MATERIALS PROVIDED

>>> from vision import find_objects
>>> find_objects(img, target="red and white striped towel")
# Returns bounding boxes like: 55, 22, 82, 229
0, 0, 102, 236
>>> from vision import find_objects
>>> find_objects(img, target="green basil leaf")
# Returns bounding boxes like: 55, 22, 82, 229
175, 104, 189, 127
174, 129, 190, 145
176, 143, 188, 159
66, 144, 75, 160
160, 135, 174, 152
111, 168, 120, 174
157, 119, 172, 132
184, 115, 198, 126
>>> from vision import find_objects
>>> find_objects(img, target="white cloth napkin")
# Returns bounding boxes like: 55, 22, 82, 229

WHAT YOU WILL DO
Please turn all the items above into a numbered list, one line per entry, leaving out any blank lines.

RESULT FOR THIS TASK
1. >>> from vision import find_objects
2. >>> find_objects(img, target="red and white striped towel")
3. # Returns bounding boxes like: 55, 22, 82, 229
4. 0, 0, 102, 236
5. >>> from vision import find_objects
6. >>> find_objects(img, target="green basil leaf")
7. # Returns bounding boxes like: 55, 22, 82, 229
8. 175, 104, 189, 127
9. 174, 129, 190, 145
10. 176, 143, 188, 159
11. 66, 144, 75, 160
12. 160, 135, 174, 152
13. 111, 168, 120, 174
14. 157, 119, 172, 132
15. 184, 115, 198, 126
16. >>> from vision import find_objects
17. >>> find_objects(img, target="white cloth napkin")
18. # Returns bounding boxes like: 55, 22, 82, 229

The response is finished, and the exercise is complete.